EX-99.2 3 ex992.htm MATERIAL CHANGE REPORT DATED APRIL 2, 2008 ex992.htm
Exhibit 99.2
 
NORTHCORE TECHNOLOGIES INC.
 
FORM 51-102F3
 
MATERIAL CHANGE REPORT
 
Item 1.                      Name and Address of Company
 
Northcore Technologies Inc. (the “Corporation”), Valhalla Executive Centre, 302 The East Mall, Suite 300, Toronto, Ontario M9B 6C7.

Item 2.                       Dates of Material Change
 
March 31, 2008

Item 3.                       News Release
 
A press release disclosing the nature and substance of the material changes was issued through the facilities of CanadaNewsWire on March 31, 2008 and was filed on SEDAR.

Item 4.                      Summary of Material Changes
 
The Corporation announced on March 31, 2008 that it had closed a private placement securing gross proceeds of $525,000 through the issuance of convertible debentures.
 
Item 5.                      Full Description of Material Change
 
The Corporation announced on March 31, 2008 that it has closed a private placement securing gross proceeds of $525,000 through the issuance of Series L secured subordinate convertible debentures.  The funds will be used to sustain Northcore’s operations and for general working capital purposes.

Under the terms of the private placement, investors will be able to convert the Series L debentures at any time during the five-year term into units priced at $0.10. Each unit consists of one common share and one warrant.   Each warrant may be exercised into a common share at the exercise price of $0.15 at any time prior to the earlier of the maturity date of the debentures or upon a 60-day notice issued by the company confirming that the closing price of its shares on the TSX was $0.36 or above for 10 consecutive trading days.

* _EXTRACTED INFORMATION_:
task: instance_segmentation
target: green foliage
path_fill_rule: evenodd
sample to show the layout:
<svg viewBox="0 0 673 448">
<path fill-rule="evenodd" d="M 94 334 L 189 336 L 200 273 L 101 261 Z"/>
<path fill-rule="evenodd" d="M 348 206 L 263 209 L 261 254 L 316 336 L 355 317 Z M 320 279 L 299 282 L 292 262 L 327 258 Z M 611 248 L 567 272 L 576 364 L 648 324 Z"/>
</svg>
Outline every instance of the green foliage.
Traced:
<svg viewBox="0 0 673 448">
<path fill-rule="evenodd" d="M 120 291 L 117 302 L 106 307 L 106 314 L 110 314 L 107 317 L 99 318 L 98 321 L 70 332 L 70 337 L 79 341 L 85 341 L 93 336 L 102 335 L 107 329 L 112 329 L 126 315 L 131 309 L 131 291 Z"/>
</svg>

* _EXERCISE SET_:
**a)** Translate this sentence from the material change report into Spanish: "Each unit consists of one common share and one warrant."
**b)** Please reproduce the passage of the material change report that begins at the words "Item 3.                       News Release" and stops after "working capital purposes.".
The material above has no role here.

* _ANSWERS FOR THE TASKS_:
**a)** Cada unidad consta de una acción ordinaria y un warrant.

**b)**
Item 3.                       News Release
 
A press release disclosing the nature and substance of the material changes was issued through the facilities of CanadaNewsWire on March 31, 2008 and was filed on SEDAR.

Item 4.                      Summary of Material Changes
 
The Corporation announced on March 31, 2008 that it had closed a private placement securing gross proceeds of $525,000 through the issuance of convertible debentures.
 
Item 5.                      Full Description of Material Change
 
The Corporation announced on March 31, 2008 that it has closed a private placement securing gross proceeds of $525,000 through the issuance of Series L secured subordinate convertible debentures.  The funds will be used to sustain Northcore’s operations and for general working capital purposes.